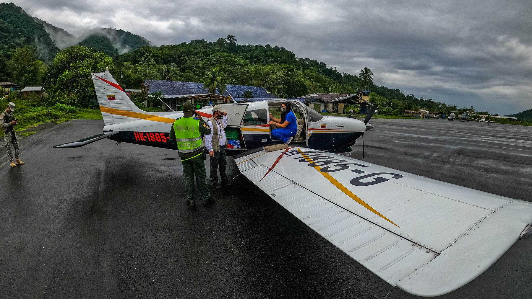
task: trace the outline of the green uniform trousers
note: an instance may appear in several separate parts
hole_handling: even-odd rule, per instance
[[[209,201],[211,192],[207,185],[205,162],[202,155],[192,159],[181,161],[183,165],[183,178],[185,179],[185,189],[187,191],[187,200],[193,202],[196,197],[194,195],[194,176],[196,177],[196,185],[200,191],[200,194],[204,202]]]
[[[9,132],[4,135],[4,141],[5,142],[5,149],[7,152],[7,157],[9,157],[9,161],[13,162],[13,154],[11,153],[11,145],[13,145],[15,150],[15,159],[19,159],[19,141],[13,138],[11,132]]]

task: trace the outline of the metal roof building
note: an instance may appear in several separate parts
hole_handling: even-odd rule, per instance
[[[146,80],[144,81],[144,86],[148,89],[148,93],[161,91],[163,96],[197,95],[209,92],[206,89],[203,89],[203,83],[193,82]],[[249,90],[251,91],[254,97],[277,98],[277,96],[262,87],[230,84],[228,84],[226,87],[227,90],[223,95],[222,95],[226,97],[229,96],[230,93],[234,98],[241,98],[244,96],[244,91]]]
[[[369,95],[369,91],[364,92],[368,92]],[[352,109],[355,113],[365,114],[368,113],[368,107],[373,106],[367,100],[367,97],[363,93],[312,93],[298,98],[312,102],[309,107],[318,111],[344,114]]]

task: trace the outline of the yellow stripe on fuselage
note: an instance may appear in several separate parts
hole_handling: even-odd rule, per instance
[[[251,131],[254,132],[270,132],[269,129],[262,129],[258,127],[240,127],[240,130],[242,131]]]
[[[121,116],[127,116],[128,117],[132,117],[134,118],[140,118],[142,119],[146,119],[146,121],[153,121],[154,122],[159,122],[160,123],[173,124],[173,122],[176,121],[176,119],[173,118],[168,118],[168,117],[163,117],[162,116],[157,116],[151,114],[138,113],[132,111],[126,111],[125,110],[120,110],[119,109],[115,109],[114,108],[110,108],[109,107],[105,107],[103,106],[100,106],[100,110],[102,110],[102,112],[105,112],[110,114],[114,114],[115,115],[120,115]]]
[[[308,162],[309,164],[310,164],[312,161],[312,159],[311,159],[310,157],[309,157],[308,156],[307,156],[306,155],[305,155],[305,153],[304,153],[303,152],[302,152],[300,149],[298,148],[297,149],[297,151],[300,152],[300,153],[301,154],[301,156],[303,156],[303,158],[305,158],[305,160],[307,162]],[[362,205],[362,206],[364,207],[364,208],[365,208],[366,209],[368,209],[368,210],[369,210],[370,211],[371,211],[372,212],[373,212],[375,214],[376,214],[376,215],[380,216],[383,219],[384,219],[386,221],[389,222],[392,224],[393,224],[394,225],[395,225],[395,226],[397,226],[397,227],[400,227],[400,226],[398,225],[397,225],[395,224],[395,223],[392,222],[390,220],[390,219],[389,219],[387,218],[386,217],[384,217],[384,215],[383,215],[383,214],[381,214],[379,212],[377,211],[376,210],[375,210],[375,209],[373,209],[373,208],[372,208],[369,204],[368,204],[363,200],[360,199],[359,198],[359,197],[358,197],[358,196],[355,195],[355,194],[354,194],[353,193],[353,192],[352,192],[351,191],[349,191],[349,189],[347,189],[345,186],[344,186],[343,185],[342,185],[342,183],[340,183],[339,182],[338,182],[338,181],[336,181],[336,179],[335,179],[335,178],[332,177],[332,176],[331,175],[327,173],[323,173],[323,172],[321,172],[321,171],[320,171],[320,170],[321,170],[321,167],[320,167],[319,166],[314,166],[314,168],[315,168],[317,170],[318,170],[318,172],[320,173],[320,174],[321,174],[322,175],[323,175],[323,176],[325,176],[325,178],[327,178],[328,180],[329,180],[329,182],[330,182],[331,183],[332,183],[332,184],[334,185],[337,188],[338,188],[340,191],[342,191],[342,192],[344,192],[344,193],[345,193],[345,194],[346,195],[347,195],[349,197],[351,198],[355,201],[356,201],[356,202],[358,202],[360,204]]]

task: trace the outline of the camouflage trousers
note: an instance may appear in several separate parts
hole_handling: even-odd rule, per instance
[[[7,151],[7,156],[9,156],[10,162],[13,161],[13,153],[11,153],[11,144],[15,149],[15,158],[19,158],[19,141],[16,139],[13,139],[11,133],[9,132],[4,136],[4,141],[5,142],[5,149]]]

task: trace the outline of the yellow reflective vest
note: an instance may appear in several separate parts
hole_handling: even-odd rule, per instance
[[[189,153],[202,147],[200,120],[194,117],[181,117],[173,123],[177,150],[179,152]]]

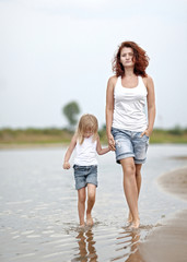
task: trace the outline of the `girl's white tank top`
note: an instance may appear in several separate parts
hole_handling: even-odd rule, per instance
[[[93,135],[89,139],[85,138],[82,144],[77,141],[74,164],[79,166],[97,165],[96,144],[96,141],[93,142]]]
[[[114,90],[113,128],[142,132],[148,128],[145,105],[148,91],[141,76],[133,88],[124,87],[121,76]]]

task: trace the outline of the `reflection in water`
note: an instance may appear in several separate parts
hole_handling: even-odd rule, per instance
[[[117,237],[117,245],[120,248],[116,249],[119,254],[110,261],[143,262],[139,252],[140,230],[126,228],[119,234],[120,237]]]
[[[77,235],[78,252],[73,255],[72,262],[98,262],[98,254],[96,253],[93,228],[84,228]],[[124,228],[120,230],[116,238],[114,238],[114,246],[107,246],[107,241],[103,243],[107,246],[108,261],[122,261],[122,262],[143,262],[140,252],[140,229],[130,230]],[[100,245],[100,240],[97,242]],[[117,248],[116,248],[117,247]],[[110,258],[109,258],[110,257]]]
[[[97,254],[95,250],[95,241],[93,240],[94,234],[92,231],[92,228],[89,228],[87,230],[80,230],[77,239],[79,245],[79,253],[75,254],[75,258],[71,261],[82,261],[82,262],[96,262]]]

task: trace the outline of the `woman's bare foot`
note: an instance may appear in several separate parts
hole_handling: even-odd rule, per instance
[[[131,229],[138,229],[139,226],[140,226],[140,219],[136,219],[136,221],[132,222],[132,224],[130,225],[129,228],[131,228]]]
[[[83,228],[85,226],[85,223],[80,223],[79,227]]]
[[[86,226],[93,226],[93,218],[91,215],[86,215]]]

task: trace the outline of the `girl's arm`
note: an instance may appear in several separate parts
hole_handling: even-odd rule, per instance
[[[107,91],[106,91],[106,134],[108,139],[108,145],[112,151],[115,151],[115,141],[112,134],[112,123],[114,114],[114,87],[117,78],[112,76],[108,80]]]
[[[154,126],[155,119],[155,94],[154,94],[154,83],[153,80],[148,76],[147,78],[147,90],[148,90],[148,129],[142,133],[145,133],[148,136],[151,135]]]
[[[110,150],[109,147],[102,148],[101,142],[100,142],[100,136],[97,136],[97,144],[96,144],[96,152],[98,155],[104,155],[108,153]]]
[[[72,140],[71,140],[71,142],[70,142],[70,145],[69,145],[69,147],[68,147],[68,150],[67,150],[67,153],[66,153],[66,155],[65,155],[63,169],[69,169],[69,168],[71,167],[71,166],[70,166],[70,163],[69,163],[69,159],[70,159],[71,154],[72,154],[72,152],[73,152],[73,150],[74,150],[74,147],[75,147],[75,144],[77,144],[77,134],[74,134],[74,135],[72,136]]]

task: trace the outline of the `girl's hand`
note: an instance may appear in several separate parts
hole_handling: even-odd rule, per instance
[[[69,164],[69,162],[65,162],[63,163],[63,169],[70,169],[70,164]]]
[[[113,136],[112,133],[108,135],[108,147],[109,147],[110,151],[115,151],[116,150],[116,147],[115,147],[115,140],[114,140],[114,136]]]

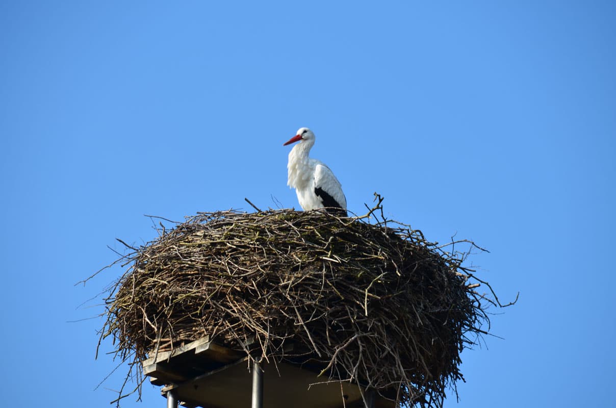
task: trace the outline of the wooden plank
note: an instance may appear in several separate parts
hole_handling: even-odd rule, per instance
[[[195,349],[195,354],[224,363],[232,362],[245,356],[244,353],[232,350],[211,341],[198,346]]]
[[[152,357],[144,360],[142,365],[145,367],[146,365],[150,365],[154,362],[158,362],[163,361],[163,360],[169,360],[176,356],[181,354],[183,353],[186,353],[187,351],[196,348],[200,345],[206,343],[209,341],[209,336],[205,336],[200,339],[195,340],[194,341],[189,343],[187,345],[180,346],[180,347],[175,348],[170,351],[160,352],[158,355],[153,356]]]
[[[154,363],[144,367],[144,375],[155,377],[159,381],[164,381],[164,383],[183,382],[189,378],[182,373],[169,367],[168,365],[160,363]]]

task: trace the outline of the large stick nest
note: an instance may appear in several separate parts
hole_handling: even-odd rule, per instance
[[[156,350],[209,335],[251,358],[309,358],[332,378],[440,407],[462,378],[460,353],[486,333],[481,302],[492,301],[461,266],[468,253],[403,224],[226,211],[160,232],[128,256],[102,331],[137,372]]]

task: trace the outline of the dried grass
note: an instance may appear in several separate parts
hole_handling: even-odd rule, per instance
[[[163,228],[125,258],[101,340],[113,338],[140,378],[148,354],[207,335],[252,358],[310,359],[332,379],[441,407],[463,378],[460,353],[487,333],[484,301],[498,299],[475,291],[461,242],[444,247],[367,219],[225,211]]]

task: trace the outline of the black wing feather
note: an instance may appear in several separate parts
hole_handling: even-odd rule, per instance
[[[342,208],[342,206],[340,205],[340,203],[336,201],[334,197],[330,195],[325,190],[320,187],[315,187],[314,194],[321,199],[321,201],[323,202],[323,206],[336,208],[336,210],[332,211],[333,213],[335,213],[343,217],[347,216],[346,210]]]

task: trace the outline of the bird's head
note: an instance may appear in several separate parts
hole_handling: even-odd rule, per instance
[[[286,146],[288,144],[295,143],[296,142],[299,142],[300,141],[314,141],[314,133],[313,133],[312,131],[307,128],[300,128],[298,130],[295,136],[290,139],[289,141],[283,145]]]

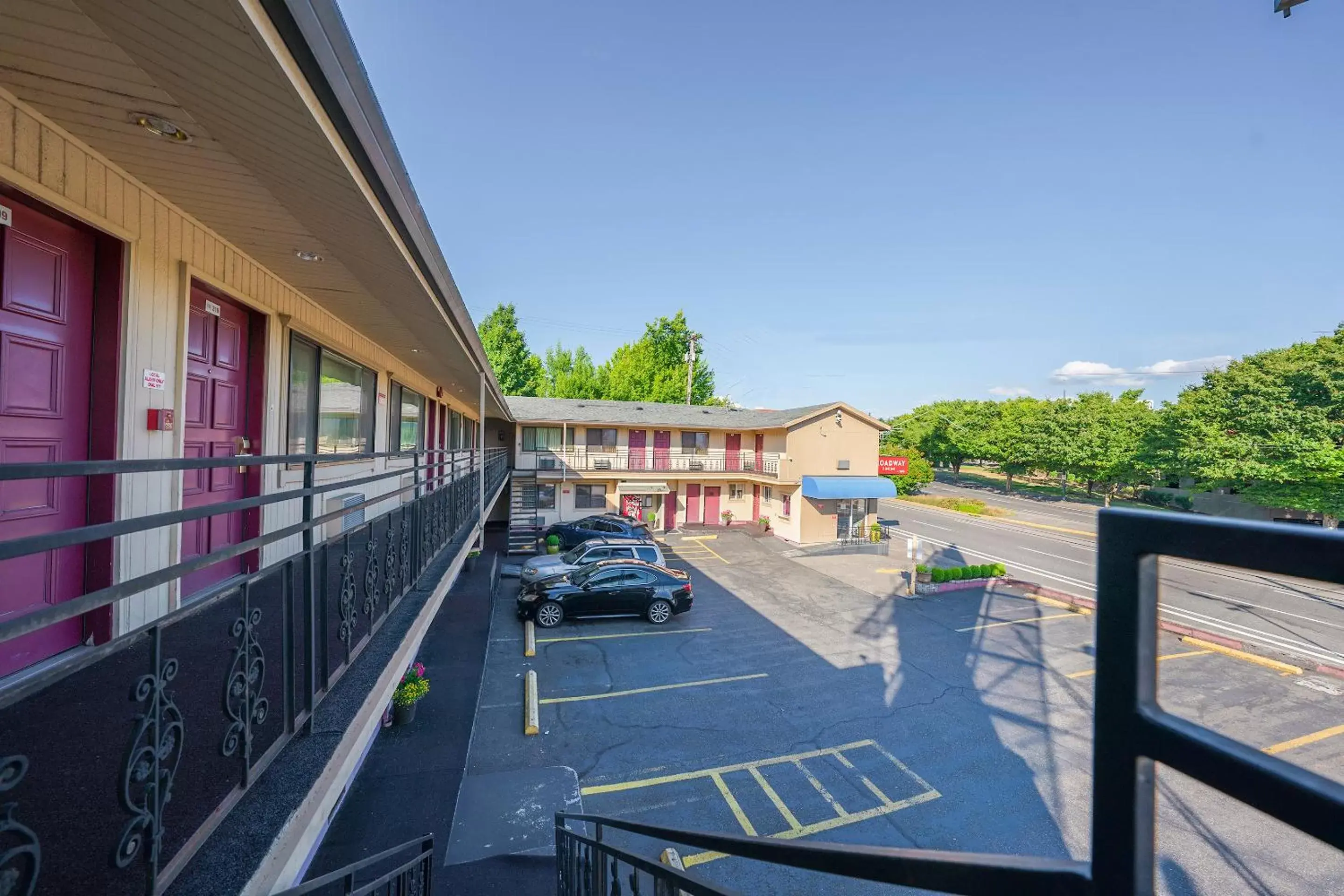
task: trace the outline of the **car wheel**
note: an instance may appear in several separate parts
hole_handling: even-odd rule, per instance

···

SET TASK —
Every line from the one containing "task: trace the outline of the dried grass" through the end of the data above should be copied exactly; nothing else is copied, and pictures are omitted.

WRITTEN RESPONSE —
task: trace the outline of the dried grass
note: an instance may appear in several separate parts
hole_handling: even-odd rule, per instance
[[[163,228],[125,258],[101,340],[113,338],[140,378],[148,354],[207,335],[252,358],[310,359],[332,379],[441,407],[463,378],[460,353],[487,333],[484,301],[498,299],[475,291],[461,242],[444,247],[367,219],[225,211]]]

task: trace the outline of the black wing feather
note: an instance may appear in several separate parts
hole_handling: even-odd rule, per instance
[[[342,208],[342,206],[340,205],[340,203],[336,201],[334,197],[330,195],[325,190],[320,187],[315,187],[314,194],[321,199],[321,201],[323,202],[323,206],[336,208],[336,210],[332,211],[333,213],[335,213],[343,217],[347,216],[346,210]]]

task: trace the outline of the bird's head
note: an instance may appear in several separate parts
hole_handling: even-odd rule, per instance
[[[286,146],[288,144],[295,143],[296,142],[299,142],[300,141],[314,141],[314,133],[313,133],[312,131],[307,128],[300,128],[298,130],[295,136],[290,139],[289,141],[283,145]]]

task: trace the outline of the **car wheel**
note: an instance may appear in several separate parts
hole_handling: even-odd rule, per instance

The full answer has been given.